_RECORDS PROVIDED:_

--------------------------------

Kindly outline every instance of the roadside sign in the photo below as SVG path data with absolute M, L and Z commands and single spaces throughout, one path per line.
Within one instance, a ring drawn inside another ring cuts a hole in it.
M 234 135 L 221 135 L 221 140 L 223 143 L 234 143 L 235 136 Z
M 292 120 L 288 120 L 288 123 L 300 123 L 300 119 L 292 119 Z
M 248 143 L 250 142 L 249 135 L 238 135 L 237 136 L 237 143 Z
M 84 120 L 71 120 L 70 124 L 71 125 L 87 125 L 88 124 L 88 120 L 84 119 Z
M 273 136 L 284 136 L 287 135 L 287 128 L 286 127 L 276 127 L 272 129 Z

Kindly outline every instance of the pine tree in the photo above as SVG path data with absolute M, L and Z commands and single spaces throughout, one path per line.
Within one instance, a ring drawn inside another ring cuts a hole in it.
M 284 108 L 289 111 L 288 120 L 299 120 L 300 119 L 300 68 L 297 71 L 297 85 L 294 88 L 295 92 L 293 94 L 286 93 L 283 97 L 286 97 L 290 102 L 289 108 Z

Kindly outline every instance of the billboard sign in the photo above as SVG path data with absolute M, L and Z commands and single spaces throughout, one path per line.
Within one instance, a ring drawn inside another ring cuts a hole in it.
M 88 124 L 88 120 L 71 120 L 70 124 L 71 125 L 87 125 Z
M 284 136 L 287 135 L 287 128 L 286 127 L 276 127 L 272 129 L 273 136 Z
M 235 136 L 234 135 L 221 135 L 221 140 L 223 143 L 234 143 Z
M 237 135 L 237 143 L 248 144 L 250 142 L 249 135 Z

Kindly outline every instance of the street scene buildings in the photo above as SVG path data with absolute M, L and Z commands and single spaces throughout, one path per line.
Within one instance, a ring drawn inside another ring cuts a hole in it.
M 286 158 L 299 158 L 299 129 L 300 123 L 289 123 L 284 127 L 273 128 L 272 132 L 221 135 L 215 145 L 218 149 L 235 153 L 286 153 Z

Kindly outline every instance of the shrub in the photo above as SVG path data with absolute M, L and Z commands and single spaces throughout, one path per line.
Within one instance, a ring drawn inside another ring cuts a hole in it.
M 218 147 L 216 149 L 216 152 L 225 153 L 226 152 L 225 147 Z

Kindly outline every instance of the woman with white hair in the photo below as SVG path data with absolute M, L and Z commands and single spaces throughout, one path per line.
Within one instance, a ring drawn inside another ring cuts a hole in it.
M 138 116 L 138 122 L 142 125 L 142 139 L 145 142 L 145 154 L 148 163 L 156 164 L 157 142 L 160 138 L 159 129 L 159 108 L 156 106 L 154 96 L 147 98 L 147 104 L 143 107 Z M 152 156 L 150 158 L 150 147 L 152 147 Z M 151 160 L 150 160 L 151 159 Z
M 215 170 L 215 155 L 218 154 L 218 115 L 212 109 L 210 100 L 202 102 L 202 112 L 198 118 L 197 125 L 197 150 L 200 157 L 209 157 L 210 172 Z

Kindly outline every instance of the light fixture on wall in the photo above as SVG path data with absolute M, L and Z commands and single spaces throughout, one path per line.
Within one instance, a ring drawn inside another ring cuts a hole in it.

--------------------------------

_ASSIGNMENT:_ Using the entries above, say how many lines contain the string "below"; the number is the full reply.

_SOLUTION TO THIS PROBLEM:_ 2